PROVIDED RECORDS.
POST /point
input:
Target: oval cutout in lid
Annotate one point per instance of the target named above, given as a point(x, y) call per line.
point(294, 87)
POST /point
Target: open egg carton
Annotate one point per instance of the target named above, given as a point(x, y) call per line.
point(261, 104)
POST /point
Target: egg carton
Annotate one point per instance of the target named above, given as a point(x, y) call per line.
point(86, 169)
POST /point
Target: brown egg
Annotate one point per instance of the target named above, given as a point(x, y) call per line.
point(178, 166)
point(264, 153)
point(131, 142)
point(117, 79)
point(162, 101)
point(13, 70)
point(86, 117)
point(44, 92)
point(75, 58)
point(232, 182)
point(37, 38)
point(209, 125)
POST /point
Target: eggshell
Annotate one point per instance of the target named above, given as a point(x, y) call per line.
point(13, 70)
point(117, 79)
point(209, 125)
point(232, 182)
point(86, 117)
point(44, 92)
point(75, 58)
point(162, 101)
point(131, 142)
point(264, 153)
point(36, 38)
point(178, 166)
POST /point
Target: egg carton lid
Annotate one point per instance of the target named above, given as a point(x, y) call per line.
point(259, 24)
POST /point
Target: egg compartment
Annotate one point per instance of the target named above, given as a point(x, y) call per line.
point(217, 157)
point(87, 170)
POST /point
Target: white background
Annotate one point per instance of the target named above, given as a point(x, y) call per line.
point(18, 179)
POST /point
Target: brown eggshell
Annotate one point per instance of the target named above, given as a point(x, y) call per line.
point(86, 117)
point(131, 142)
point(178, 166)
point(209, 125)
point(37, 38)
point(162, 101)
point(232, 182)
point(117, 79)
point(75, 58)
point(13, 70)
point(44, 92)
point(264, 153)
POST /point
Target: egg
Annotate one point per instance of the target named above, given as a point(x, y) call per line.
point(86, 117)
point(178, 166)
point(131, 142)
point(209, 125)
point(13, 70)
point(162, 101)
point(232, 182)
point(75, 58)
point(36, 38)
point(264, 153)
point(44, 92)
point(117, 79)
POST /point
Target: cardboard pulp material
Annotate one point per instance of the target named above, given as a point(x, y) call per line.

OBJECTIVE. The entries above should be repeated exactly, every one of them.

FULL RESPONSE.
POST /point
input:
Target: oval cutout in lid
Annotate one point per instance of the target named above, given as a point(x, y) call per line.
point(294, 87)
POST /point
Target: open egg carton
Annotate one point per instance of the target named above, given as a point(x, y) call per line.
point(261, 104)
POST /point
Target: egg carton
Annotate one point per instance of the target named above, given as a point(x, y) call per line.
point(86, 169)
POST /point
Target: brown egg
Annotate one point per instance of the target named above, given as a point(x, y) call per line.
point(178, 166)
point(264, 153)
point(131, 142)
point(117, 79)
point(162, 101)
point(13, 70)
point(86, 117)
point(44, 92)
point(75, 58)
point(232, 182)
point(37, 38)
point(209, 125)
POST /point
Target: eggshell
Annotate one point per instance of the target named above, given as a point(x, y) call per line.
point(13, 70)
point(117, 79)
point(209, 125)
point(232, 182)
point(86, 117)
point(44, 92)
point(75, 58)
point(162, 101)
point(131, 142)
point(264, 153)
point(36, 38)
point(178, 166)
POST /point
Target: egg carton lid
Annotate one point per instance of the target named above, given as a point(x, y) call per line.
point(259, 24)
POST /point
Target: egg compartment
Annotate one point per instance of the target named above, given as a point(x, y) call per line.
point(217, 157)
point(87, 170)
POST /point
Target: white background
Annotate one point per instance of the target named above, given as a point(x, y) call per line.
point(18, 179)
POST /point
Target: brown eggshell
Annotate one point per instance of the target named above, given as a point(x, y) call per line.
point(86, 117)
point(131, 142)
point(178, 166)
point(209, 125)
point(37, 38)
point(162, 101)
point(232, 182)
point(117, 79)
point(75, 58)
point(13, 70)
point(44, 92)
point(264, 153)
POST /point
Target: egg
Annotate one point per instance of the target named above, given as a point(x, y) call per line.
point(86, 117)
point(178, 166)
point(131, 142)
point(209, 125)
point(13, 70)
point(162, 101)
point(232, 182)
point(75, 58)
point(36, 38)
point(264, 153)
point(44, 92)
point(117, 79)
POST /point
Target: cardboard pulp material
Annotate one point per instance of the target named above, given as a point(x, y) call per line.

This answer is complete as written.